▶ [Instructions for the task]:
Reproduce the data exactly and drop any pictures it holds.

▶ [Data shown]:
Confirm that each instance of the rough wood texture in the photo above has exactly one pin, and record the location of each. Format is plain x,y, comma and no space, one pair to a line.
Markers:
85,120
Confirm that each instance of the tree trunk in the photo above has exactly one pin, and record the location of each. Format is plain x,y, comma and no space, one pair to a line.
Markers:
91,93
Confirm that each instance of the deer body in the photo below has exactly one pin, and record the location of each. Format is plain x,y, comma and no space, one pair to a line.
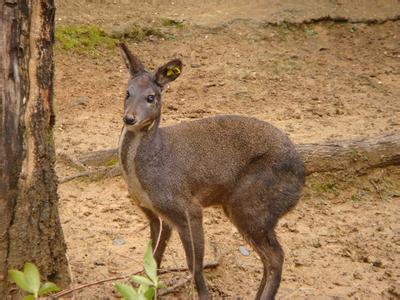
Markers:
246,166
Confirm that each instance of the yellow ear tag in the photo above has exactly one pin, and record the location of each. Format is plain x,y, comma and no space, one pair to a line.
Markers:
173,71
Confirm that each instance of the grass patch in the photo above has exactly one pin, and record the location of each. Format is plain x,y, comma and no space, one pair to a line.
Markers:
137,34
90,38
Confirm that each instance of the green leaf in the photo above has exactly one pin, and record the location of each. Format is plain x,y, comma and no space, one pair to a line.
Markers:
149,294
150,264
32,277
48,288
20,280
126,291
142,289
161,285
173,71
142,280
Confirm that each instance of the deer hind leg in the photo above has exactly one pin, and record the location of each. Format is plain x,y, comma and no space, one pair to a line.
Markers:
254,208
155,234
263,240
190,229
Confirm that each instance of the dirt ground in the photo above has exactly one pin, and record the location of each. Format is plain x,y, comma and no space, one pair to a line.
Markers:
319,81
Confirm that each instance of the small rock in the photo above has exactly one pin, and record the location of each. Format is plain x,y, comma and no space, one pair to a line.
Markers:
357,275
244,251
81,101
119,242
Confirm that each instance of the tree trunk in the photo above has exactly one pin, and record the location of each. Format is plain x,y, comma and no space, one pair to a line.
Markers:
30,228
352,155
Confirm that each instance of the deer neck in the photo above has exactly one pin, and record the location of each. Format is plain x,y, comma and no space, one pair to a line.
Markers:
130,140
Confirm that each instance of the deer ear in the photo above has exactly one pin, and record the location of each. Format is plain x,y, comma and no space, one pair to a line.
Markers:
132,62
168,72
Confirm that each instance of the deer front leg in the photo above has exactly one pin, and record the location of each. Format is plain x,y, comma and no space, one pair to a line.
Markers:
190,229
155,235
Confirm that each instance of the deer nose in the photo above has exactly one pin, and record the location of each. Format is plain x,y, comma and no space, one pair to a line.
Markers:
129,120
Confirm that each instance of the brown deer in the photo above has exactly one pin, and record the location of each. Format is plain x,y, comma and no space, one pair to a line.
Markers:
248,167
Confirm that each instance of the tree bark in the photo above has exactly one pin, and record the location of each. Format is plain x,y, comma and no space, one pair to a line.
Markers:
30,228
352,155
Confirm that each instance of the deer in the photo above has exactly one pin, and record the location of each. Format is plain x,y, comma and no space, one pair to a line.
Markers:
246,166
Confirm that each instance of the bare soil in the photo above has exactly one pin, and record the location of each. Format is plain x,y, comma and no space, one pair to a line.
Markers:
317,81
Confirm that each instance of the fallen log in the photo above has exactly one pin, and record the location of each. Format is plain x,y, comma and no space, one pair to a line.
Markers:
353,155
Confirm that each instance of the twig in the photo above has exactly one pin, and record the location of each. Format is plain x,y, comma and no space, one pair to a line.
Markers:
377,188
210,265
108,171
69,291
73,161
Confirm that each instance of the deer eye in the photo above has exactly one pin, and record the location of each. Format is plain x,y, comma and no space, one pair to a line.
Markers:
150,98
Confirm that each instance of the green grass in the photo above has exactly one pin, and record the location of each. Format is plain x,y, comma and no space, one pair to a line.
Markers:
83,38
138,34
90,38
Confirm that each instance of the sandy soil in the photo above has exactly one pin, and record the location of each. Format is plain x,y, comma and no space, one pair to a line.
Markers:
317,82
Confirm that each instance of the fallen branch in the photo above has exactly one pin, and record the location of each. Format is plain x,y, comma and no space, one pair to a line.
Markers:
107,172
356,154
123,277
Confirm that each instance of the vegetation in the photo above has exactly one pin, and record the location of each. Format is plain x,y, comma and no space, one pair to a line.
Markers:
83,37
89,38
28,280
148,284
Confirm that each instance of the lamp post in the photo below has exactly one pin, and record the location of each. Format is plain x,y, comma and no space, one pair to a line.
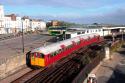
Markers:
22,39
122,34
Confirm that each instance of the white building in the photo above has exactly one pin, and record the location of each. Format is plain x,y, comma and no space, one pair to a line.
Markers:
12,23
2,31
26,24
37,25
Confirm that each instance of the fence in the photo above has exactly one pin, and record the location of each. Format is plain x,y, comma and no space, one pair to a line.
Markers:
11,64
87,69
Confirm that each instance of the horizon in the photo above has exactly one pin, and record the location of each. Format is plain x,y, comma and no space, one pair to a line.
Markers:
82,12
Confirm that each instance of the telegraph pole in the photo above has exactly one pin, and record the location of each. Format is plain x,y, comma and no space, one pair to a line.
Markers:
22,39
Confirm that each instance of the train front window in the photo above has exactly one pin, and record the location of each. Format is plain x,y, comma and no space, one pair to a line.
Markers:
41,55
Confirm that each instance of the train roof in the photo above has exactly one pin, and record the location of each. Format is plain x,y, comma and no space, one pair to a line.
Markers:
56,46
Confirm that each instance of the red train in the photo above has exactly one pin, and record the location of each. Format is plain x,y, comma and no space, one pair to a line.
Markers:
46,55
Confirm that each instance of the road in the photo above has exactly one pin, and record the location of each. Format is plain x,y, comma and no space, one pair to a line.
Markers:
12,47
105,69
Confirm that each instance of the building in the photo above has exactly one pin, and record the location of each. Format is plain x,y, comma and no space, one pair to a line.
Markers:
37,24
12,23
26,24
55,23
2,31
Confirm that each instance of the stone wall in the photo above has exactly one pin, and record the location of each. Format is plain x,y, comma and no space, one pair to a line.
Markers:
11,65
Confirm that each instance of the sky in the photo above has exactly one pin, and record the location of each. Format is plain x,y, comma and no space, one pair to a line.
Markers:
79,11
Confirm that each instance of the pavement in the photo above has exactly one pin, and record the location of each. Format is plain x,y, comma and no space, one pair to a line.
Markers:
105,69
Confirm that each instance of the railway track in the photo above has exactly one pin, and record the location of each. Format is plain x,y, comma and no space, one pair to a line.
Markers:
66,69
26,76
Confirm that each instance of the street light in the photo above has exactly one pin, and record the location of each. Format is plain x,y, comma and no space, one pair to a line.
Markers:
22,38
122,34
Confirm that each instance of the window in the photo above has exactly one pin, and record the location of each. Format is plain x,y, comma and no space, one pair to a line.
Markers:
41,55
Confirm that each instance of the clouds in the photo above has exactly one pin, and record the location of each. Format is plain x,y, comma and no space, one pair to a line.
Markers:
80,11
64,3
115,17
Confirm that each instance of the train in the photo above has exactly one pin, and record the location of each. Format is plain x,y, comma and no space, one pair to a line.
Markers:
47,55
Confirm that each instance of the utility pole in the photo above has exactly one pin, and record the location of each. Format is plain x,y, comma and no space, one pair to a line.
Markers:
22,38
122,34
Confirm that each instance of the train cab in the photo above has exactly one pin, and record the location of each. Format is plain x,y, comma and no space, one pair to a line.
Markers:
37,59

▶ [Task solution]:
Confirm that each instance of the rough wood texture in the photo above has exactly one pin, and record the location of each. Format is plain x,y, comma and no space, one pair to a line.
Markers:
85,120
Confirm that each instance of the tree trunk in the photo above has exactly one pin, and record the location of each. Format is plain x,y, comma and no space, one pair to a line.
Markers:
91,93
Confirm that each instance of the deer body in the photo below has exactly one pin, and record the location of each. Format is plain x,y, comma and no space, one pair to a line.
Markers:
246,166
Confirm that each instance of the yellow ear tag in the photo above has exactly one pin, and record the location of each. Format is plain x,y, comma and no space, one pair to a line.
Markers:
173,71
Confirm that each instance of the grass patch in the photo above has exactly one pin, and record the location of each. Format is plain x,y, comma and no space, one pair to a line.
Markers:
137,34
90,38
Confirm that each instance of the green leaf in the photo above has exactly one pin, and record the location of each. Format is plain x,y, comma and no space, one pair to a line.
Markers:
149,294
150,264
32,277
48,288
20,280
126,291
142,289
161,285
173,71
142,280
Confirm that each instance of the deer hind leg in the photo above has exactly one pin, and record the location of each. Format is plain x,y, comma and no space, one pair to a line.
Markers:
254,208
155,234
263,240
190,229
Confirm that each instance of the dirt ground in the photo above has exactly one pin, and record the location of each. Format is plain x,y, comma and no space, one pair to a line.
Markers:
319,81
Confirm that each instance of the small rock in the photo above has exactly one pin, and record the location of each. Format is plain x,y, comma and no space, one pair to a line.
Markers:
357,275
244,251
81,101
119,242
Confirm that each instance of the tree trunk in the photo above has exactly one pin, and record the location of each. Format is plain x,y, comma and no space, one pair to a line.
Markers:
30,228
352,155
Confirm that each instance of the deer neck in the photo above has exactly one pin, and record the location of each. Format is plain x,y, comma and no space, one pair to a line.
Markers:
130,140
Confirm that each instance of the deer ear in the photo above has exactly one pin, and record the location of each. Format is plain x,y, comma and no space, one pair to a line.
Markers:
132,62
168,72
Confirm that each instance of the deer front leg in the photo above has exactly one pin, and record the location of each. Format is plain x,y, comma and no space, one pair to a line.
Markers:
190,229
155,235
Confirm that each instance of the deer nose in the photo above has exactly one pin, and record the location of each. Format is plain x,y, comma and no space, one pair to a line.
Markers:
129,120
Confirm that each instance of the brown deer in the photo above has exactly one pin, and record the location of each. Format is plain x,y, comma and no space, one pair to a line.
Markers:
248,167
Confirm that each instance of the tree bark in the photo above has exactly one pin, and record the location of each. Format is plain x,y, comma and no space, one pair to a line.
Markers:
30,228
352,155
Confirm that each instance of the deer in the photo above has exactly one pin, and record the location of each. Format is plain x,y, comma and no space, one pair to a line.
Markers:
246,166
Confirm that each instance of the bare soil in the photo above has exactly one pin, and record the location of each. Format is plain x,y, comma and no space, one pair to a line.
Markers:
317,81
Confirm that each instance of the fallen log in the photo above has exactly one pin, and record the location of each. Format is plain x,y, comma and no space, one pair to a line.
Markers:
353,155
Confirm that each instance of the twig in the photo above has exactly one pin, and record the location of each. Format is plain x,y, comma and no space, one pair to a line.
Markers:
377,188
210,265
108,171
69,291
73,161
Confirm that each instance of the deer eye in the photo above has exactly one pin, and record the location of each. Format is plain x,y, comma and no space, one pair to a line.
Markers:
150,98
Confirm that each instance of the green grass in the photo above has exactly one pin, and record the location of each. Format is plain x,y, comma and no space, one pair to a line.
Markers:
83,38
138,34
90,38
Confirm that each instance of the sandy soil in the photo above has exactly one pin, and record the location of each. Format is plain x,y, comma and no space, one pair to a line.
Markers:
317,82
Confirm that each instance of the fallen branch in the photo above has exactly one pin, and record the location of each. Format is plain x,y, comma and no space, one pair to a line.
Markers:
107,172
356,154
123,277
Confirm that each instance of the vegetation in the photo above has exactly one pin, and record the location of each. Format is plain x,y, comma and no space, one pair to a line.
Markers:
83,37
89,38
28,280
148,284
Confirm that each instance of the lamp post in the photo below has exactly one pin, and record the location of each. Format is plain x,y, comma and no space, one pair to a line.
Markers:
22,39
122,34
Confirm that each instance of the white building in the photo above has exactly one pin, and record the location of each. Format is plain x,y, comma and no space, one pair to a line.
Markers:
12,23
2,31
26,24
37,25
Confirm that each instance of the fence in the photo above has exactly one pin, and record the location of each. Format is plain x,y, comma and no space, one pair to a line.
Markers:
11,64
87,69
Confirm that each instance of the horizon in the photo above has exactly one pin, and record the location of each. Format is plain x,y, comma and no space, one pair to a line.
Markers:
82,12
Confirm that each instance of the telegraph pole in the photo above has exactly one pin, and record the location of each. Format is plain x,y, comma and no space, one pair to a line.
Markers:
22,39
Confirm that each instance of the train front window in the photo above has exactly one pin, and record the location of each. Format is plain x,y, comma and no space, one pair to a line.
Markers:
41,55
Confirm that each instance of the train roof in the photo above has exactly one pin, and record the location of each. Format is plain x,y, comma and no space, one pair to a line.
Markers:
56,46
Confirm that each instance of the red train in the photo above has exactly one pin, and record the location of each. Format is plain x,y, comma and no space, one pair to a line.
Markers:
46,55
Confirm that each instance of the road in the photo above has exactly one pin, and record the location of each. Format is plain x,y, comma and no space, one pair to a line.
Markers:
12,47
105,69
Confirm that each instance of the building in the photo above has exactly one pin, and record the location of each. Format is plain x,y, comma and no space, one pair to a line.
Markers:
37,24
12,23
26,24
55,23
2,31
Confirm that each instance of the stone wall in the photo above has exactly one pin, and record the location of each. Format is plain x,y, comma and no space, one pair to a line.
Markers:
11,65
Confirm that each instance of the sky in the photo above has exactly one pin, and record the location of each. Format is plain x,y, comma and no space, one pair to a line.
Markers:
79,11
Confirm that each instance of the pavement in the photo above has exactly one pin, and record the location of each. Format is plain x,y, comma and no space, one pair to a line.
Markers:
105,69
Confirm that each instance of the railway track in the photo above has exactly one pin, and record the location of each. Format is plain x,y, comma and no space, one pair to a line.
Markers:
66,69
26,76
Confirm that each instance of the street light in the photo above has exactly one pin, and record the location of each. Format is plain x,y, comma and no space, one pair to a line.
Markers:
22,38
122,34
Confirm that each instance of the window in the photo above has exactly one pin, and record the location of each. Format is plain x,y, comma and no space, one pair to a line.
Markers:
41,55
Confirm that each instance of the clouds in the photo above has exactly one pin, and record the location of each. Format is plain x,y, comma and no space, one pair to a line.
Markers:
80,11
64,3
115,17
Confirm that each instance of the train in the photo above has exactly one pin, and record the location of each. Format is plain x,y, comma and no space, one pair to a line.
Markers:
47,55
Confirm that each instance of the utility pole in the photo above has exactly one pin, and record the location of each. Format is plain x,y, comma and no space, one pair to a line.
Markers:
22,38
122,34
Confirm that each instance of the train cab in the photo above has exactly one pin, and record the location of each. Format is plain x,y, comma and no space, one pair to a line.
Markers:
37,59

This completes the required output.